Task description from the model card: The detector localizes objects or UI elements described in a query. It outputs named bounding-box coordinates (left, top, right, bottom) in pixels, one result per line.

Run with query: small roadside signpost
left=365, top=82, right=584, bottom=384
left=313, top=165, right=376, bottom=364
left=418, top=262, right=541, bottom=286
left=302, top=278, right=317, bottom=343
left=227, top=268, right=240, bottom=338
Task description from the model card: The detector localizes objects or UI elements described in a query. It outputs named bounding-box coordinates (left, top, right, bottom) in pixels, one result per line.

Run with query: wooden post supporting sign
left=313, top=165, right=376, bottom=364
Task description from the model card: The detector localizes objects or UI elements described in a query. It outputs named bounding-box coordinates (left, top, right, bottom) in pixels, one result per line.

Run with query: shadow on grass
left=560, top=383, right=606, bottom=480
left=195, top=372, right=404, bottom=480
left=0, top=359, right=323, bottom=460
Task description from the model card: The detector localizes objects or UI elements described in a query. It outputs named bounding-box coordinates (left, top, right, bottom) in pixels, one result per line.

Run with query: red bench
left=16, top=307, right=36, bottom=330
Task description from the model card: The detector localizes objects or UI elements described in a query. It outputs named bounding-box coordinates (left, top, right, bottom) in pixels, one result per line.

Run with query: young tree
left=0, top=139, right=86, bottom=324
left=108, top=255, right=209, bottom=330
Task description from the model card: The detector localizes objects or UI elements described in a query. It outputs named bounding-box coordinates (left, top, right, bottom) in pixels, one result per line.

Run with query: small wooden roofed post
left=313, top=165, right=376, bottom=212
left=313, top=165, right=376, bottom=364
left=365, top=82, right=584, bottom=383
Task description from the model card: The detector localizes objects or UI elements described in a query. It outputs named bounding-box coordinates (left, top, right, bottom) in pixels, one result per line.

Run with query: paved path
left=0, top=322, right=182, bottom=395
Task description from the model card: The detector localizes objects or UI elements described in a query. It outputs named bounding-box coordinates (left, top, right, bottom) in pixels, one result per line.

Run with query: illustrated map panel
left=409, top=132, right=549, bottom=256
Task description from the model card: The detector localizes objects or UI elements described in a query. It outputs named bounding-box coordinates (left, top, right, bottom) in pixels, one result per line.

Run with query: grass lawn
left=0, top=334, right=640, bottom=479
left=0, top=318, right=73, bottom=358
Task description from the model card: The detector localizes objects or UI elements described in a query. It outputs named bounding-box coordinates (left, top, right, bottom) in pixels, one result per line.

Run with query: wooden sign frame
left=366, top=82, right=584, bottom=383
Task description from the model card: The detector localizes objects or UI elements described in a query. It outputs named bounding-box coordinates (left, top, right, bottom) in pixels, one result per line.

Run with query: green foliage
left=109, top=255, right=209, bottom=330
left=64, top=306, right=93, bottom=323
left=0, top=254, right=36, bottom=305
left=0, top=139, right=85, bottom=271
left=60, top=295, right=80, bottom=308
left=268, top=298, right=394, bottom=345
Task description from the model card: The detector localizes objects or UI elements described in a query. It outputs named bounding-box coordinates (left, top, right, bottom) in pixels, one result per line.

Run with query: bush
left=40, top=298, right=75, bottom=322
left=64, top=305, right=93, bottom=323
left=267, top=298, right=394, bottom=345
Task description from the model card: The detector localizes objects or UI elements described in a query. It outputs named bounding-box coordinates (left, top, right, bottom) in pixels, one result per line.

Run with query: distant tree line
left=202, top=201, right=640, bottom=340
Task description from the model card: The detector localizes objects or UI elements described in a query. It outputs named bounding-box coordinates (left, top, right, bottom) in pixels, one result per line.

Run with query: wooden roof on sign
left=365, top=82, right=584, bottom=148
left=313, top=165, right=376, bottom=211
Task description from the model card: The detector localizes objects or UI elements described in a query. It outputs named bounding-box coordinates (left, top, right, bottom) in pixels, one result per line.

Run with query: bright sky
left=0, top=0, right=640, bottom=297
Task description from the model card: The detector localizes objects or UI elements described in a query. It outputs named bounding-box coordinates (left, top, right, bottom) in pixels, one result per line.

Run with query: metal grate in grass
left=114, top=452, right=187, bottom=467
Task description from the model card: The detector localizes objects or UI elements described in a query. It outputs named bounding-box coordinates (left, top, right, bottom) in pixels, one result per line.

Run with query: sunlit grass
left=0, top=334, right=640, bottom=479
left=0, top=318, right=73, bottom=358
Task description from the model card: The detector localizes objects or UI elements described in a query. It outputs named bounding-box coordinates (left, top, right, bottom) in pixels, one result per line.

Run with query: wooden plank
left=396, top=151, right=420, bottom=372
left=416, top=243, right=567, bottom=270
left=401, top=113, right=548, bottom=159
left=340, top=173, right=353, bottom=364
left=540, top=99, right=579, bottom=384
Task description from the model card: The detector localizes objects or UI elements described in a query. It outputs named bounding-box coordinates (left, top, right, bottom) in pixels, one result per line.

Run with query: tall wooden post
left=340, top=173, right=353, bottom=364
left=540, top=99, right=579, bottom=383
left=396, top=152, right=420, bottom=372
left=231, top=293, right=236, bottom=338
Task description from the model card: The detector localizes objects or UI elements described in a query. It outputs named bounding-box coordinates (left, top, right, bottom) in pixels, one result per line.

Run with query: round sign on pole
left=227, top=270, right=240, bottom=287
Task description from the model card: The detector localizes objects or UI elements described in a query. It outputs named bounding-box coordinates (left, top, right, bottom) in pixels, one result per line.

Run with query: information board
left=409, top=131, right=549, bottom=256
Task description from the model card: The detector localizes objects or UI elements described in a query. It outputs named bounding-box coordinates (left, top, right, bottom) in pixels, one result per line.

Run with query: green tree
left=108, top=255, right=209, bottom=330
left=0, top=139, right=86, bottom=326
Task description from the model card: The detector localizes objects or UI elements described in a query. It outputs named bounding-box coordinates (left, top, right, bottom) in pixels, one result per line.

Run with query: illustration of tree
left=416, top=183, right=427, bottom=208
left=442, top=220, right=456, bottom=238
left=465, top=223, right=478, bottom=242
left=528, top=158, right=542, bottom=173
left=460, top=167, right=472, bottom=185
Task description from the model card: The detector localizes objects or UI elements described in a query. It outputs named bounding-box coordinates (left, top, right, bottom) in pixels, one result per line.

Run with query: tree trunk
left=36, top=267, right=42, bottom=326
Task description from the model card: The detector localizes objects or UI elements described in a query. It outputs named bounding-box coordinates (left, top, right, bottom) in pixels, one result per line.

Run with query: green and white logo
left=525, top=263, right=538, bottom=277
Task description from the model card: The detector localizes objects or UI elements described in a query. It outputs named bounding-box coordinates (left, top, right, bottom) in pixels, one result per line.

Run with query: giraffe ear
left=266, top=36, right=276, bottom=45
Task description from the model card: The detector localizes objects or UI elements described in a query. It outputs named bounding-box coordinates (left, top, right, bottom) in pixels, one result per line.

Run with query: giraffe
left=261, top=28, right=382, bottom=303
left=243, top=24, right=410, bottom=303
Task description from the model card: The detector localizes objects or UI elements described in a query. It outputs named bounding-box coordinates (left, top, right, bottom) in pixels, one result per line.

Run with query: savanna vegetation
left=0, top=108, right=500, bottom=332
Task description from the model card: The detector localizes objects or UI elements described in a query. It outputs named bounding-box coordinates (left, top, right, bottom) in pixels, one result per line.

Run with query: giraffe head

▶ _TASK TO COMPLETE_:
Copy all of the lines above word for word, with nothing added, dropped, or reordered.

▶ _EXERCISE RESPONSE_:
Task description from the model card: The detector localizes objects or UI elements described in a query. It outputs named bounding-box coordinates (left, top, right, bottom) in pixels, one result per line.

Run with query: small roadside signpost
left=365, top=82, right=584, bottom=384
left=313, top=165, right=376, bottom=364
left=418, top=262, right=541, bottom=286
left=302, top=278, right=317, bottom=343
left=227, top=268, right=240, bottom=338
Task description from the model card: The detector localizes objects or UI elements described in a query. It outputs named bounding-box coordinates (left, top, right, bottom) in pixels, one result per line.

Run with query: wooden post supporting sign
left=313, top=165, right=376, bottom=364
Task description from the model card: The detector localizes objects or UI elements described in a query. It outputs named bounding-box coordinates (left, top, right, bottom) in pixels, one result per line.

Run with query: shadow on grass
left=560, top=383, right=606, bottom=480
left=195, top=372, right=404, bottom=480
left=0, top=359, right=323, bottom=460
Task description from the model card: The detector localizes objects or UI elements described in a query. It outputs named bounding-box coordinates (left, top, right, bottom) in pixels, one result per line.

Run with query: red bench
left=16, top=307, right=36, bottom=330
Task description from the model card: The detector localizes objects or UI elements described in a query. It outputs named bounding-box coordinates (left, top, right, bottom) in pixels, one result per line.

Run with query: young tree
left=0, top=139, right=86, bottom=324
left=108, top=255, right=209, bottom=330
Task description from the model card: The detector localizes objects or UI elements described in a query. It outputs named bounding-box coordinates (left, top, right, bottom) in pixels, one result per line.

Run with query: small wooden roofed post
left=313, top=165, right=376, bottom=212
left=313, top=165, right=376, bottom=364
left=365, top=82, right=584, bottom=383
Task description from the model card: The detector localizes objects or UI elements described in a query. It outputs named bounding-box coordinates (left, top, right, bottom) in pixels, one result per line.

Run with query: paved path
left=0, top=322, right=182, bottom=395
Task description from the model card: The detector localizes objects or UI elements described in a query. It outputs named bounding-box coordinates (left, top, right, bottom) in pixels, one result per line.

Run with query: illustrated map panel
left=409, top=132, right=549, bottom=256
Task description from the model card: The detector localizes objects or UI elements described in a query. It outputs named bounding-box coordinates (left, top, right, bottom) in pixels, one result per line.

Run with query: grass lawn
left=0, top=334, right=640, bottom=479
left=0, top=318, right=73, bottom=358
Task description from the model card: The detector localizes objects or UI elements described in a query. It outputs named bounding-box coordinates (left, top, right, bottom) in pixels, one result per line.

Run with query: wooden sign frame
left=366, top=82, right=584, bottom=383
Task description from the model card: The detector localizes objects or UI elements described in a query. It outputs named bounding-box coordinates (left, top, right, bottom) in pixels, one result per line.

Run with query: green foliage
left=109, top=255, right=209, bottom=330
left=64, top=306, right=93, bottom=323
left=0, top=254, right=36, bottom=305
left=0, top=139, right=85, bottom=271
left=60, top=295, right=80, bottom=308
left=268, top=298, right=394, bottom=345
Task description from the model card: The detector localizes objects or UI elements described in a query. It outputs named bounding-box coordinates (left, top, right, bottom) in pixels, one result per line.

Run with query: bush
left=40, top=298, right=75, bottom=322
left=64, top=305, right=93, bottom=323
left=267, top=298, right=394, bottom=345
Task description from the model card: The detector localizes objects or UI elements described in a query. It outputs named bounding-box coordinates (left, top, right, bottom) in pixels, one result per line.

Run with query: distant tree line
left=202, top=201, right=640, bottom=340
Task description from the model card: The detector localizes objects or UI elements described in a query. It outputs named bounding-box coordinates (left, top, right, bottom) in pixels, one result per line.

Run with query: wooden roof on sign
left=365, top=82, right=584, bottom=148
left=313, top=165, right=376, bottom=211
Task description from the model card: The detector localizes objects or UI elements described in a query. It outputs named bounding-box coordinates (left, top, right, bottom) in pixels, one result per line.

Run with query: bright sky
left=0, top=0, right=640, bottom=297
Task description from the model card: The detector localizes objects or UI elements described in a query. It outputs named bounding-box coordinates (left, top, right, bottom) in pixels, one result per line.

Run with query: metal grate in grass
left=114, top=452, right=187, bottom=467
Task description from the model card: The detector localizes objects or UI elements described in a query. It outputs named bounding-box coordinates (left, top, right, bottom) in pixels, one result per line.

Run with query: sunlit grass
left=0, top=334, right=640, bottom=479
left=0, top=318, right=73, bottom=358
Task description from the model card: The detector localizes objects or UI elements described in a query. It outputs named bounding-box coordinates (left, top, right, bottom) in pixels, one result per line.

Run with query: wooden plank
left=396, top=151, right=420, bottom=372
left=416, top=243, right=567, bottom=270
left=401, top=113, right=548, bottom=159
left=340, top=173, right=353, bottom=364
left=540, top=99, right=579, bottom=384
Task description from the model card: The detector localizes objects or UI elements described in a query. It outputs named bounding-box coordinates (left, top, right, bottom) in pixels, one result per line.

Run with query: tall wooden post
left=340, top=173, right=353, bottom=364
left=540, top=99, right=579, bottom=383
left=396, top=152, right=420, bottom=372
left=231, top=293, right=236, bottom=338
Task description from the model card: The detector localizes objects or UI elements described in a query. It outputs named bounding-box coordinates (left, top, right, bottom) in pixels, one result per line.

Run with query: round sign on pole
left=227, top=270, right=240, bottom=287
Task description from the model card: The detector localizes objects or UI elements described in a query. It outputs named bounding-box coordinates (left, top, right, bottom) in pixels, one result per line.

Run with query: information board
left=409, top=131, right=549, bottom=256
Task description from the model card: The detector localizes objects or UI elements described in a query. It outputs named bounding-box coordinates (left, top, right, bottom) in pixels, one result per line.

Run with query: green tree
left=108, top=255, right=209, bottom=330
left=0, top=139, right=86, bottom=326
Task description from the model card: The detector localizes objects or UI elements described in a query. It outputs named bounding-box coordinates (left, top, right, bottom) in pixels, one result per line.

Run with query: illustration of tree
left=416, top=183, right=427, bottom=208
left=442, top=220, right=456, bottom=238
left=465, top=223, right=478, bottom=242
left=528, top=158, right=542, bottom=173
left=460, top=167, right=472, bottom=185
Task description from the model card: The detector localizes objects or UI elements described in a query. It outputs named bounding-box coordinates (left, top, right, bottom) in pixels, one result per line.

Run with query: tree trunk
left=36, top=267, right=42, bottom=326
Task description from the model card: The detector localizes objects or UI elements described in a query. It outputs named bounding-box coordinates (left, top, right, bottom) in pixels, one result per line.

Run with query: green and white logo
left=525, top=263, right=538, bottom=277
Task description from the model card: The detector localizes objects or UI elements described in a query. It outputs named bounding-box coordinates (left, top, right, bottom) in pixels, one result per line.

Run with query: giraffe ear
left=266, top=36, right=276, bottom=45
Task description from the model card: The detector localizes objects or UI elements described in a query. It outputs named bounding-box coordinates (left, top, right, bottom) in pixels, one result per line.

Run with query: giraffe
left=261, top=28, right=382, bottom=303
left=243, top=24, right=410, bottom=303
Task description from the model card: The detector localizes objects or UI elements described in a query. It outputs named bounding-box coordinates (left, top, right, bottom) in pixels, one result per line.

Run with query: savanna vegetation
left=0, top=108, right=500, bottom=332
Task description from the model card: The detector localizes objects or UI elements described in a query. It outputs named bounding-box coordinates (left, top, right, bottom) in pixels, one result per line.

Run with query: giraffe head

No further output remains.